• [Instructions]:
A – Answer these questions about the bug report, one answer per line:
(i) What priority does the bug report assign?
(ii) Which version is listed as fixing it?
(iii) How was the network failure simulated?
B – Extract the passage of the bug report from "exec config nym7-bidlog" to "has gone wrong.", copying it word for word.

• [Document excerpt]:
---*---

[FLUME-286] DFO mode does not detect network failure - Cloudera Open Source

Details

Type: Bug
Status: Closed
Priority: Critical
Resolution: Fixed
Affects Version/s: v0.9.1
Fix Version/s: v0.9.2
Component/s: Sinks+Sources
Labels:
None

Description

Collector configured as:

exec config auctionlogsink 'collectorSource(35853)' '

{ gunzip => collectorSink( "hdfs://clmaster01/bidder_data/raw/auction_logs/%Y%m%d/%H/", "auctionLog-", 300000 ) }

Agent configured as:

exec config nym7-bidlog 'syslogTcp(5140)' '

{ gzip => agentDFOSink( "clmaster01", 35853 ) }

We first observed this problem in production when our collector server went down. I've since observed it in a test environment too. If you simply stop the collector process, the agent immediately notices and starts writing events to disk:

2010-10-19 17:40:09,549 INFO com.cloudera.flume.handlers.debug.InsistentOpenDecorator: open attempt 0 failed, backoff (1000ms): Failed to open thrift event sink at 192.168.1.43:35855 : java.net.ConnectException: Connection refused

However, in the event of a network failure (or failure of the machine to respond in any way, as was observed in our production scenario), simulated by pulling out the ethernet cable from the machine, the agent node continues as if nothing has gone wrong.

---*---

• [Listing]:
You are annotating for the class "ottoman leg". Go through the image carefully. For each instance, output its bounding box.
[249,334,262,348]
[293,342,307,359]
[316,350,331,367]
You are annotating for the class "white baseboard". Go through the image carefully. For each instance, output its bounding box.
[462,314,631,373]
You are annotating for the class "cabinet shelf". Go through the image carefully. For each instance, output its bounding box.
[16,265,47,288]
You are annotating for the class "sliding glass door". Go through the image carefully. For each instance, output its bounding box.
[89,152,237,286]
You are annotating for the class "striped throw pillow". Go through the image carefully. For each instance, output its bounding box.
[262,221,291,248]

---*---

• [Answers in order]:
A –
(i) Critical
(ii) v0.9.2
(iii) By pulling out the ethernet cable from the machine

B –
exec config nym7-bidlog 'syslogTcp(5140)' '

{ gzip => agentDFOSink( "clmaster01", 35853 ) }

We first observed this problem in production when our collector server went down. I've since observed it in a test environment too. If you simply stop the collector process, the agent immediately notices and starts writing events to disk:

2010-10-19 17:40:09,549 INFO com.cloudera.flume.handlers.debug.InsistentOpenDecorator: open attempt 0 failed, backoff (1000ms): Failed to open thrift event sink at 192.168.1.43:35855 : java.net.ConnectException: Connection refused

However, in the event of a network failure (or failure of the machine to respond in any way, as was observed in our production scenario), simulated by pulling out the ethernet cable from the machine, the agent node continues as if nothing has gone wrong.